**Goal**
Gather each line of the entries below that contains the string "Question", and copy those lines out in full.

**Supplied records**
◇ ◇ ◇ ◇

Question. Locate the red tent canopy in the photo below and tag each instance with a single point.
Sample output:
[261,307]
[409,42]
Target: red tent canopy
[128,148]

◇ ◇ ◇ ◇

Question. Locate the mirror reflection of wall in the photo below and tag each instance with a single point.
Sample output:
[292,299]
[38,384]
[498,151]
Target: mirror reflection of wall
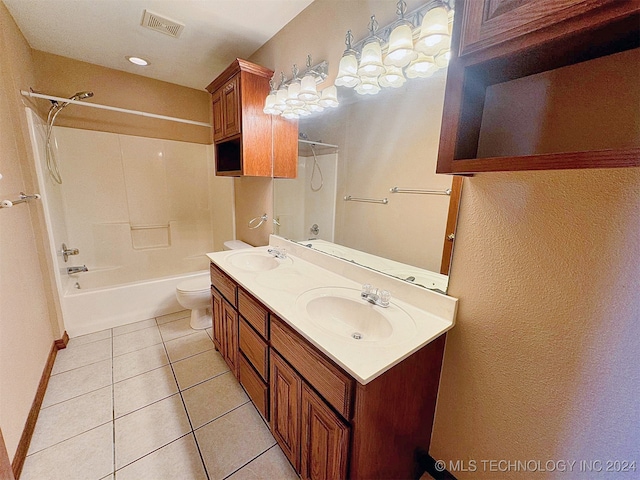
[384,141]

◇ ◇ ◇ ◇

**Answer for the task**
Question. Locate the red tent canopy in the photo below and tag each instance with a single point.
Question. Locate the mirror reflection of wall in the photo below and tag each instance with a single point.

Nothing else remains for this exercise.